**Instructions**
**a)** Reproduce the part of the NVLink post that opens with the words containing "from the link" and closes with "a single pool.".
**b)** Please condense the paragraph of the NVLink post that begins "HSA is NOT a high speed interconnect" into a shorter version that keeps its main facts.
**c)** According to the NVLink post, which CPUs will NVLink work with?
== Text section ==
He's saying good grief because Layte gave a silly response which highlighted what I said.

from the link

NVLink: High-Speed GPU Interconnect

HSA is NOT a high speed interconnect, that is ALL NVLink is. It's an alternative to pci-e, nothing more nothing less. The 'unified memory' has countless times been shown to be Nvidia being very dodgy. I precisely described it, providing slightly easier to code for situation where the difference in cpu and gpu memory is virtualised as a single pool of memory for the programmer to access. The actual copies to and from the cpu and gpu section of memory still occurs, this is where lets say 70% of the latency issues with on die gpu acceleration, the rest is in the gpu not being able to take the lead but running how and what the cpu tells it to. It is in no way by any hardware definition unified memory, where all devices can access any point of the memory which is all used as a single pool.

Nor does it address any cross platform compatibility. With HSA you can stick a few ARM cores with ANY other HSA IP and have them be able to communicate together. NVlink will only work on IBM CPUs, it's not an industry standard, it won't work with anything else.
===
== Record extracts ==
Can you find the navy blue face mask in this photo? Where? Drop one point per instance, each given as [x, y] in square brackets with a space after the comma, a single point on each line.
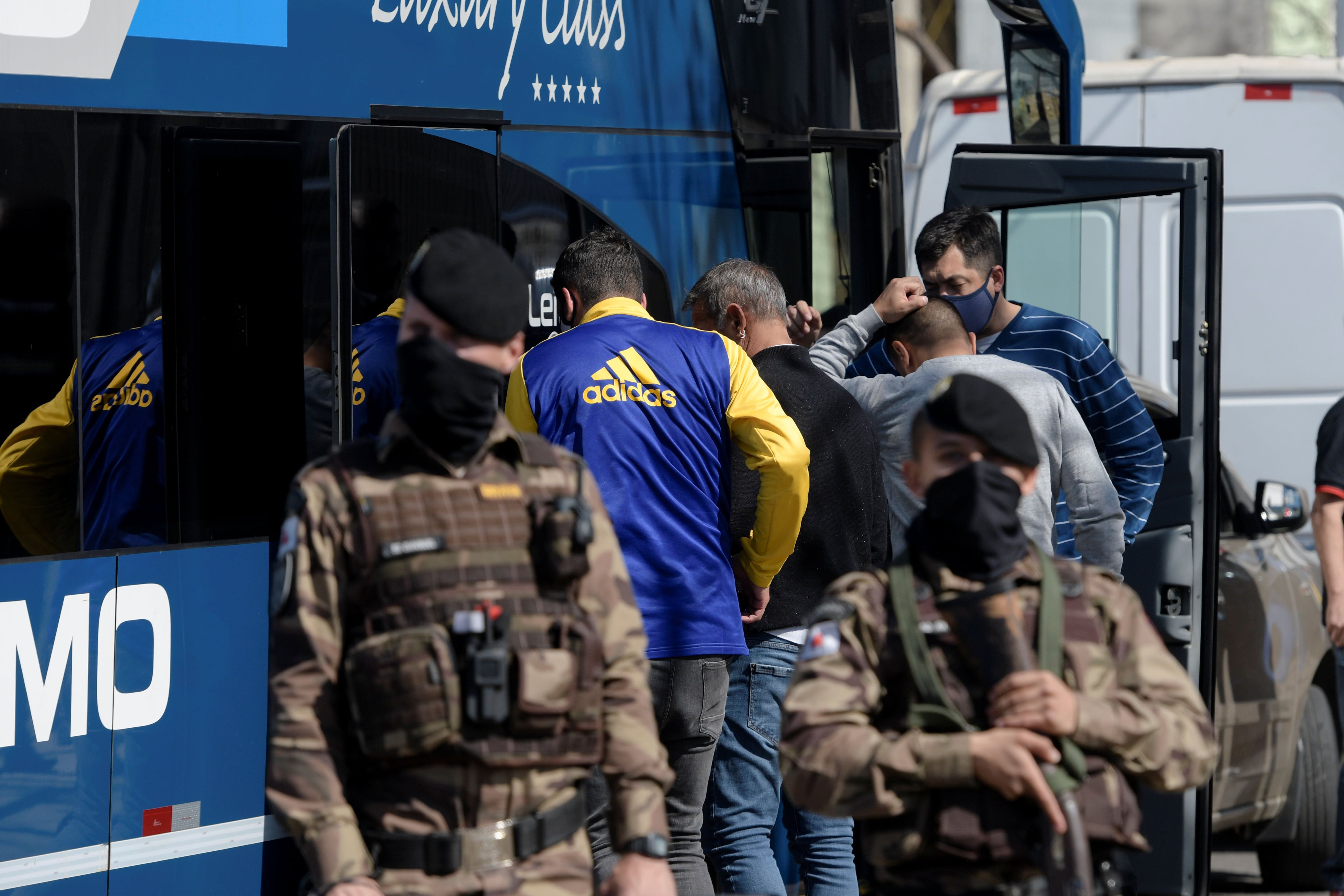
[975, 310]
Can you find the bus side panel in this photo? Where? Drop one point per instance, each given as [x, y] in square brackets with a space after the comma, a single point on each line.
[187, 786]
[53, 792]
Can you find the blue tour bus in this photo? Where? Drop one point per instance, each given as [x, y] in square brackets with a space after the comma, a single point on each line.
[206, 210]
[201, 205]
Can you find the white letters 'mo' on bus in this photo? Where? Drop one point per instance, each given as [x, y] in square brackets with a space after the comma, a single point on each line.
[70, 651]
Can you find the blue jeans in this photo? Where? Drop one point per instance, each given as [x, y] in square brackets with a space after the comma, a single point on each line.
[745, 797]
[1334, 870]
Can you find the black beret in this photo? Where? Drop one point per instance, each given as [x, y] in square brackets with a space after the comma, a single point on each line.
[471, 284]
[975, 406]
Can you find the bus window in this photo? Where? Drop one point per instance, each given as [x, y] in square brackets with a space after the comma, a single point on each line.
[87, 461]
[396, 187]
[541, 220]
[232, 330]
[40, 458]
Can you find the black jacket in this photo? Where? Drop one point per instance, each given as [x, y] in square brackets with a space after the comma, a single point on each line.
[846, 524]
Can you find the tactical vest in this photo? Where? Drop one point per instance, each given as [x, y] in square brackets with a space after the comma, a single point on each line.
[945, 696]
[470, 644]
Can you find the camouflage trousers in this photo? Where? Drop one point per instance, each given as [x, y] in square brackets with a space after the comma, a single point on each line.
[564, 870]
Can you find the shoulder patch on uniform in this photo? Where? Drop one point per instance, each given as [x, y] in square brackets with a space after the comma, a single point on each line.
[406, 547]
[823, 640]
[501, 491]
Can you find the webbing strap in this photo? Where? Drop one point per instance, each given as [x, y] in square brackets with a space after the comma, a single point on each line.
[1050, 656]
[935, 711]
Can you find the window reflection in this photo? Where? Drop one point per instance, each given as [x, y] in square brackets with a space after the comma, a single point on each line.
[1034, 92]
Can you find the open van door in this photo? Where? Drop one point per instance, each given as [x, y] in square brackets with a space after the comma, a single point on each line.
[1070, 218]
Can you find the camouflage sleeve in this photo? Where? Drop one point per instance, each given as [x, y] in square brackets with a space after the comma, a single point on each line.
[834, 761]
[1144, 710]
[634, 759]
[303, 782]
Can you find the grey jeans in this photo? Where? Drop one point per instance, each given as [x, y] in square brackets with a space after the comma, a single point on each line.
[689, 700]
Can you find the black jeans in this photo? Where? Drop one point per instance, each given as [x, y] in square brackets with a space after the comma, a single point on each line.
[689, 700]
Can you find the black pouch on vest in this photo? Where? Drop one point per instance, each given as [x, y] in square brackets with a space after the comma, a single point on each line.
[562, 528]
[405, 696]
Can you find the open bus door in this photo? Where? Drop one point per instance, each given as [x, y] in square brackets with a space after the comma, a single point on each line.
[233, 342]
[812, 99]
[1070, 217]
[393, 186]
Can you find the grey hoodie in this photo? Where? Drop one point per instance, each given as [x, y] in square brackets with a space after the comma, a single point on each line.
[1069, 454]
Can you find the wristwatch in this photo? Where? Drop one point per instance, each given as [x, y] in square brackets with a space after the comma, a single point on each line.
[651, 845]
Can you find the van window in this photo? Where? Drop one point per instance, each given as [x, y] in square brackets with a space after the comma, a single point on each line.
[1066, 259]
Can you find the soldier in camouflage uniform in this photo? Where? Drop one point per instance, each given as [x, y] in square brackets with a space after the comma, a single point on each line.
[940, 804]
[456, 641]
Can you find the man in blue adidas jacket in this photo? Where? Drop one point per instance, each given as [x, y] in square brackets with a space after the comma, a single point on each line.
[960, 257]
[652, 408]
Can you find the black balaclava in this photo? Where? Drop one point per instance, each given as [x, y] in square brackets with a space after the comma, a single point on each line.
[470, 283]
[448, 402]
[970, 523]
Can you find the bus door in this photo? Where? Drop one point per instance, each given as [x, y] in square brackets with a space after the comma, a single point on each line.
[233, 330]
[1070, 218]
[393, 186]
[812, 99]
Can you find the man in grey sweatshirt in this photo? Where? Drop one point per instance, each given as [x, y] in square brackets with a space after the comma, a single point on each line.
[931, 343]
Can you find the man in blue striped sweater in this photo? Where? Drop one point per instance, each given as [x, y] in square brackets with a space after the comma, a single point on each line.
[960, 259]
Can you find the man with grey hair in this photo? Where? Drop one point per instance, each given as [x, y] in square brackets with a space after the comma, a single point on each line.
[843, 530]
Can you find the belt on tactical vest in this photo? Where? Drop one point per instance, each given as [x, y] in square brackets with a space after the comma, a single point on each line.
[496, 845]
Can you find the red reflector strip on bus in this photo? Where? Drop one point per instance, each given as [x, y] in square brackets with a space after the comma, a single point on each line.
[169, 819]
[972, 105]
[1269, 92]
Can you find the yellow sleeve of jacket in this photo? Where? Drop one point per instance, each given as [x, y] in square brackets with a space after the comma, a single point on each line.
[40, 468]
[773, 447]
[517, 408]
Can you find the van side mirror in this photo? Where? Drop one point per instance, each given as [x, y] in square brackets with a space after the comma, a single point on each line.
[1280, 507]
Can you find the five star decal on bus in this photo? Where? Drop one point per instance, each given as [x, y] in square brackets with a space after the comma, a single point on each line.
[550, 87]
[482, 13]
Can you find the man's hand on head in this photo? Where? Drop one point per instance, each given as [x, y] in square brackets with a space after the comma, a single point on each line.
[902, 296]
[1009, 759]
[1037, 700]
[750, 596]
[804, 324]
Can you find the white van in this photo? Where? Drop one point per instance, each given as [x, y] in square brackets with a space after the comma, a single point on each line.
[1281, 126]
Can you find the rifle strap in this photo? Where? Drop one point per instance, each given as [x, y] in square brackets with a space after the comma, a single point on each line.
[1050, 656]
[935, 711]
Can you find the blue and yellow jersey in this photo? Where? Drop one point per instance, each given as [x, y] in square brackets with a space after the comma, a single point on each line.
[121, 401]
[652, 408]
[374, 388]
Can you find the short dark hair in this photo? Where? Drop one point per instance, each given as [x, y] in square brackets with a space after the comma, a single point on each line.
[740, 281]
[600, 265]
[971, 230]
[935, 324]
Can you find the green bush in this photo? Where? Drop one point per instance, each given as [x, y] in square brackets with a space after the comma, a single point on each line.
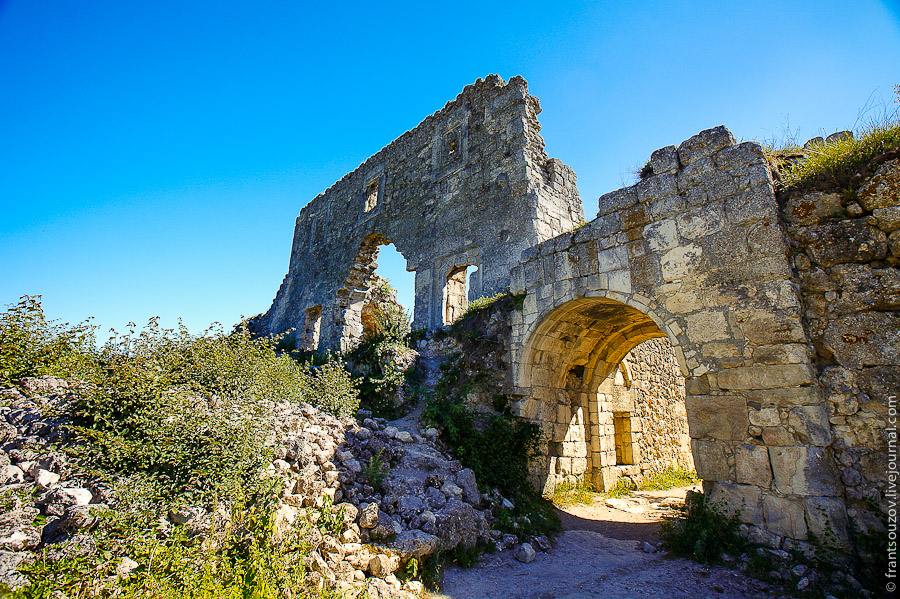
[240, 560]
[31, 345]
[702, 531]
[374, 361]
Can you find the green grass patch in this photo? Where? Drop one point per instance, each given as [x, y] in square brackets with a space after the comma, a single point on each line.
[671, 477]
[836, 165]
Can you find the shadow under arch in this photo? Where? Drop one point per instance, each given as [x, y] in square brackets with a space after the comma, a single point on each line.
[570, 352]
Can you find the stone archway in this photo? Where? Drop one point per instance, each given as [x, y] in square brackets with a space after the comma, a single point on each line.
[569, 362]
[697, 251]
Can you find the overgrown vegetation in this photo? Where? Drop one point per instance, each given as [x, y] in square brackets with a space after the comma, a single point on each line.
[170, 419]
[841, 165]
[702, 531]
[584, 493]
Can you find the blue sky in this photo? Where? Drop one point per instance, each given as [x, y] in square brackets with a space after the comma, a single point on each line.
[154, 155]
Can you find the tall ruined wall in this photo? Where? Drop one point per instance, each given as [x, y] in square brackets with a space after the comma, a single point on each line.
[656, 393]
[694, 252]
[469, 186]
[846, 251]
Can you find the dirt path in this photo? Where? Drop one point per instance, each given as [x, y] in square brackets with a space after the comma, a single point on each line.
[599, 554]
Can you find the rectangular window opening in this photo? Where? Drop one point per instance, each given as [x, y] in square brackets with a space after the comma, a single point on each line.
[372, 195]
[624, 446]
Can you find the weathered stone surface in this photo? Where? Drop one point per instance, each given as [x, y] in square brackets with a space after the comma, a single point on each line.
[826, 518]
[525, 553]
[414, 544]
[706, 143]
[742, 500]
[804, 471]
[846, 241]
[710, 460]
[883, 190]
[717, 416]
[865, 339]
[785, 516]
[471, 186]
[765, 377]
[752, 465]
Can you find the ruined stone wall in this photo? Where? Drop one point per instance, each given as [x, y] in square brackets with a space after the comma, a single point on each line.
[846, 251]
[695, 252]
[469, 186]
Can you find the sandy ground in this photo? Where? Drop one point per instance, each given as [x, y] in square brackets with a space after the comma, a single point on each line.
[599, 555]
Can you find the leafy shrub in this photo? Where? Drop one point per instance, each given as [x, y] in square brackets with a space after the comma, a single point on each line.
[497, 446]
[376, 471]
[377, 361]
[702, 531]
[31, 345]
[242, 560]
[671, 477]
[331, 388]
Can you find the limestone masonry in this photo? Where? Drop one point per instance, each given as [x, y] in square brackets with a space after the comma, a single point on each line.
[470, 186]
[774, 328]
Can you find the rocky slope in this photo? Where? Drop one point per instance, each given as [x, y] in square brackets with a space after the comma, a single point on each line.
[400, 495]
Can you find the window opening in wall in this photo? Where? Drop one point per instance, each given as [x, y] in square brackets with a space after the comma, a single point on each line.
[456, 292]
[309, 340]
[624, 447]
[472, 288]
[392, 267]
[372, 195]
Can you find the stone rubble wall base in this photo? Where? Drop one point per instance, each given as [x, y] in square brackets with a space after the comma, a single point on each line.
[470, 186]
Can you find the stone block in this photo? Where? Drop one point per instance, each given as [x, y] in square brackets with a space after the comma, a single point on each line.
[782, 353]
[664, 160]
[706, 143]
[812, 208]
[755, 204]
[710, 460]
[617, 200]
[883, 189]
[888, 218]
[681, 262]
[785, 516]
[742, 500]
[803, 470]
[661, 235]
[810, 425]
[667, 206]
[845, 241]
[717, 416]
[826, 518]
[765, 376]
[701, 221]
[865, 339]
[614, 258]
[707, 325]
[767, 328]
[752, 465]
[740, 156]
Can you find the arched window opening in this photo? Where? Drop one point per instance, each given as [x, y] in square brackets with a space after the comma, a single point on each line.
[457, 288]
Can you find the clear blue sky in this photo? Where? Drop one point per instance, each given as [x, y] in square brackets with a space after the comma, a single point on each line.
[154, 155]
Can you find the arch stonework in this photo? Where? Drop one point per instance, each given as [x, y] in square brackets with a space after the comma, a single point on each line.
[696, 253]
[471, 184]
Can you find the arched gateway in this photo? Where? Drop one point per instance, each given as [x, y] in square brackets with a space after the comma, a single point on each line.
[693, 258]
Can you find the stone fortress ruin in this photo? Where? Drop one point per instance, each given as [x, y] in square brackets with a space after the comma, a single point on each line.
[693, 321]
===
**Results for the exercise**
**a)**
from the link

NVLink: High-Speed GPU Interconnect

HSA is NOT a high speed interconnect, that is ALL NVLink is. It's an alternative to pci-e, nothing more nothing less. The 'unified memory' has countless times been shown to be Nvidia being very dodgy. I precisely described it, providing slightly easier to code for situation where the difference in cpu and gpu memory is virtualised as a single pool of memory for the programmer to access. The actual copies to and from the cpu and gpu section of memory still occurs, this is where lets say 70% of the latency issues with on die gpu acceleration, the rest is in the gpu not being able to take the lead but running how and what the cpu tells it to. It is in no way by any hardware definition unified memory, where all devices can access any point of the memory which is all used as a single pool.

**b)** HSA is not a high-speed interconnect, but NVLink is only that: an alternative to PCIe. Nvidia's "unified memory" has repeatedly been shown to be dodgy. It gives programmers a slightly easier-to-code setup by virtualizing CPU and GPU memory as a single pool, but copies between the CPU and GPU sections of memory still happen. Those copies cause roughly 70% of the latency issues with on-die GPU acceleration. The rest comes from the GPU being unable to take the lead and running only how and what the CPU tells it to. By any hardware definition, this is not unified memory, where all devices can access any point of a single shared pool.

**c)** Only IBM CPUs.